◆ RECORDS:
---+---
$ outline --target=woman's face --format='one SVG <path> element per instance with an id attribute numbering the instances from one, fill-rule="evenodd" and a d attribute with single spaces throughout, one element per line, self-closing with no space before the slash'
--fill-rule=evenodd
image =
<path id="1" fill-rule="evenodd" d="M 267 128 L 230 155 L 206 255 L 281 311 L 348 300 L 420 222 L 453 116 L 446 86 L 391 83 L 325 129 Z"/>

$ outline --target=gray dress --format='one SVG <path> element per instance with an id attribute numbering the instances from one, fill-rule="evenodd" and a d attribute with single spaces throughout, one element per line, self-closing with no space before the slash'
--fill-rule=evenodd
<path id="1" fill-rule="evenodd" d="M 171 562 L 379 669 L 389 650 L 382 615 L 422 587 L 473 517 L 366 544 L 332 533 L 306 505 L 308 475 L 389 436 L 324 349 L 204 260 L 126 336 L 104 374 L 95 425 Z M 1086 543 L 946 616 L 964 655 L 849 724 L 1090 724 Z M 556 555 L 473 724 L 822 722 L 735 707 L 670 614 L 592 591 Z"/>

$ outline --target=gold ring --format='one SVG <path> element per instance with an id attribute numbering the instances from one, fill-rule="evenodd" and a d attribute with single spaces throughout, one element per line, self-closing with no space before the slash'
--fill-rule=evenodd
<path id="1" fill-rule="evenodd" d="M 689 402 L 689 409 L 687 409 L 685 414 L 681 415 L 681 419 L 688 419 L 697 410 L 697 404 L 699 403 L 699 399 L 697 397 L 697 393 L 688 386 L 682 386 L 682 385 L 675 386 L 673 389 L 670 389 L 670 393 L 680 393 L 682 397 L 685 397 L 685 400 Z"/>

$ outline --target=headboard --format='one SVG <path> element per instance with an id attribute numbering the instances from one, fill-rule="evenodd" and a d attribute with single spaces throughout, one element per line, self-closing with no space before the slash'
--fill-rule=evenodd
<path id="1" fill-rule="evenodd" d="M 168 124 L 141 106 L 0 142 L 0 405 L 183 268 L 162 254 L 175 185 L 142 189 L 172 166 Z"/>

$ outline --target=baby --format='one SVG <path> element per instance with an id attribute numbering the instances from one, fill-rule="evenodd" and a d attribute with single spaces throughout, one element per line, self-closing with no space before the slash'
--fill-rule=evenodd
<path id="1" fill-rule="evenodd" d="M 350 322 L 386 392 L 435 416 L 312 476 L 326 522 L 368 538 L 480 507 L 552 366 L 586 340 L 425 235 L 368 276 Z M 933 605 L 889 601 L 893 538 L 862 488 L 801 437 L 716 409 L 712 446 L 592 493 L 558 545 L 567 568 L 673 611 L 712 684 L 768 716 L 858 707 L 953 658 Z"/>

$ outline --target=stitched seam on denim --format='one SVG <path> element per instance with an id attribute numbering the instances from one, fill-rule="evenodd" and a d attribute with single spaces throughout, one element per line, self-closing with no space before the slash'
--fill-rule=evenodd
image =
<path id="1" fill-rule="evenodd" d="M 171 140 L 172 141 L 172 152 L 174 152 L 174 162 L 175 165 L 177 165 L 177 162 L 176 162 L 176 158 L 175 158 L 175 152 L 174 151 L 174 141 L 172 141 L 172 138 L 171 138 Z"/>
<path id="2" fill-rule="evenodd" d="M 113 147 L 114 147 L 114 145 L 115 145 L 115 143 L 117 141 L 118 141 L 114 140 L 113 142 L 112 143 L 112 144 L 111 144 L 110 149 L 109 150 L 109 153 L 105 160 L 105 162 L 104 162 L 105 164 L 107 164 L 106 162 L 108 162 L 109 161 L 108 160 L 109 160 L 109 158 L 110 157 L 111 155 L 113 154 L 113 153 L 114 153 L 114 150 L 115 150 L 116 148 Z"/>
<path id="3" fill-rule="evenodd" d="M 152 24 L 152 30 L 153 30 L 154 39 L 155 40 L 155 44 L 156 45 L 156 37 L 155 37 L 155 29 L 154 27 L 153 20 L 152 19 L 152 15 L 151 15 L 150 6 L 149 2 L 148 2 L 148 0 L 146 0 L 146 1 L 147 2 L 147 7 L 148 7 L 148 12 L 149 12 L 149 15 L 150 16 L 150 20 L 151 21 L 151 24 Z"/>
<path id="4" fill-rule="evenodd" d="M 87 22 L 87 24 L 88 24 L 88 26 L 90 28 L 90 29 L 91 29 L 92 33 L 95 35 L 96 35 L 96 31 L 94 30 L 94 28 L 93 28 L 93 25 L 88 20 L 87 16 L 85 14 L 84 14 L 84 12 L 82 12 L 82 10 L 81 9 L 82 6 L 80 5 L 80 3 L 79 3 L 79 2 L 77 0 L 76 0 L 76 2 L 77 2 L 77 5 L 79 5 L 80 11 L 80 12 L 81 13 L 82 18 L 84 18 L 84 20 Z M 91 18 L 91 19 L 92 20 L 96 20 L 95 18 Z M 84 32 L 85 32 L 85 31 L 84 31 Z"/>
---+---
◆ REQUIRED TASK:
Render every line above as a Markdown table with two columns, Row and Line. Number the lines in order, and leave out the blank ones.

◆ EXERCISE ANSWER:
| Row | Line |
|---|---|
| 1 | $ outline --target=woman's face --format='one SVG <path> element per instance with an id attribute numbering the instances from one, fill-rule="evenodd" and a d attribute with single spaces throughout, one element per line, self-closing with no space before the slash' |
| 2 | --fill-rule=evenodd |
| 3 | image = |
| 4 | <path id="1" fill-rule="evenodd" d="M 267 128 L 230 155 L 206 255 L 281 311 L 348 300 L 420 222 L 453 116 L 446 86 L 391 83 L 325 129 Z"/> |
| 5 | $ outline --target=gray dress --format='one SVG <path> element per instance with an id attribute numbering the instances from one, fill-rule="evenodd" and a d attribute with single spaces throughout, one element per line, self-closing with no space before the slash' |
| 6 | --fill-rule=evenodd |
| 7 | <path id="1" fill-rule="evenodd" d="M 171 562 L 379 669 L 389 650 L 382 615 L 422 587 L 473 517 L 366 544 L 332 533 L 306 505 L 308 475 L 389 436 L 324 349 L 204 260 L 126 336 L 104 374 L 95 425 Z M 1086 543 L 946 616 L 964 655 L 849 724 L 1090 724 Z M 556 555 L 473 724 L 822 722 L 735 707 L 670 614 L 592 591 Z"/> |
| 8 | $ outline --target=gold ring --format='one SVG <path> element per instance with an id attribute numbering the instances from one, fill-rule="evenodd" and a d attribute with single spaces throughout, one element per line, self-closing with no space before the slash' |
| 9 | --fill-rule=evenodd |
| 10 | <path id="1" fill-rule="evenodd" d="M 689 402 L 689 409 L 687 409 L 685 414 L 681 415 L 681 419 L 688 419 L 697 410 L 697 404 L 699 403 L 699 399 L 697 397 L 697 393 L 688 386 L 682 386 L 682 385 L 675 386 L 673 389 L 670 389 L 670 393 L 680 393 L 682 397 L 685 397 L 685 400 Z"/> |
| 11 | $ outline --target=headboard --format='one SVG <path> element per instance with an id attribute numbering the instances from one, fill-rule="evenodd" and a d attribute with single spaces throughout, one element per line, self-closing with no space before the slash' |
| 12 | --fill-rule=evenodd |
| 13 | <path id="1" fill-rule="evenodd" d="M 168 124 L 141 106 L 0 142 L 0 405 L 183 268 L 162 254 L 175 185 L 142 189 L 172 166 Z"/> |
| 14 | $ outline --target=baby --format='one SVG <path> element per instance with an id attribute numbering the instances from one, fill-rule="evenodd" and a d attribute with single spaces throughout, one element per line, self-closing with no space before the slash' |
| 15 | --fill-rule=evenodd |
| 16 | <path id="1" fill-rule="evenodd" d="M 350 322 L 386 392 L 435 416 L 312 476 L 326 522 L 368 538 L 480 507 L 552 366 L 586 340 L 425 235 L 368 276 Z M 933 605 L 889 601 L 893 538 L 862 488 L 801 437 L 716 409 L 712 446 L 592 493 L 558 545 L 567 568 L 673 611 L 712 684 L 768 716 L 858 707 L 953 658 Z"/> |
| 17 | $ outline --target=stitched seam on denim --format='one SVG <path> element per instance with an id attribute numbering the instances from one, fill-rule="evenodd" and a d attribute with single spaces throughout, one element per line, self-closing with no space before the slash' |
| 18 | --fill-rule=evenodd |
| 19 | image = |
| 20 | <path id="1" fill-rule="evenodd" d="M 171 140 L 172 141 L 172 152 L 174 152 L 174 162 L 175 165 L 177 165 L 177 162 L 176 162 L 176 158 L 175 158 L 175 152 L 174 151 L 174 141 L 172 141 L 172 138 L 171 138 Z"/> |
| 21 | <path id="2" fill-rule="evenodd" d="M 113 147 L 114 147 L 114 145 L 115 145 L 115 143 L 117 141 L 118 141 L 114 140 L 113 142 L 112 143 L 112 144 L 111 144 L 110 149 L 109 150 L 109 153 L 105 160 L 105 162 L 104 162 L 105 164 L 107 164 L 106 162 L 108 162 L 109 161 L 108 160 L 109 160 L 109 158 L 110 157 L 111 155 L 113 154 L 113 153 L 114 153 L 114 150 L 115 150 L 116 148 Z"/> |
| 22 | <path id="3" fill-rule="evenodd" d="M 152 24 L 152 30 L 153 30 L 154 39 L 155 40 L 155 44 L 156 45 L 156 37 L 155 37 L 155 29 L 154 27 L 153 20 L 152 19 L 152 15 L 151 15 L 150 6 L 149 2 L 148 2 L 148 0 L 146 0 L 146 1 L 147 2 L 147 7 L 148 7 L 148 12 L 149 12 L 149 15 L 150 16 L 150 20 L 151 21 L 151 24 Z"/> |
| 23 | <path id="4" fill-rule="evenodd" d="M 87 22 L 87 24 L 88 24 L 88 26 L 90 28 L 90 29 L 91 29 L 92 33 L 95 35 L 96 35 L 96 31 L 94 30 L 94 28 L 93 28 L 93 25 L 88 20 L 87 16 L 85 14 L 84 14 L 84 12 L 82 12 L 82 10 L 81 9 L 82 6 L 80 5 L 80 3 L 79 3 L 79 2 L 77 0 L 76 0 L 76 2 L 77 2 L 77 5 L 79 5 L 80 11 L 80 12 L 81 13 L 82 18 L 84 18 L 84 20 Z M 91 18 L 91 19 L 92 20 L 96 20 L 95 18 Z M 84 32 L 85 32 L 85 31 L 84 31 Z"/> |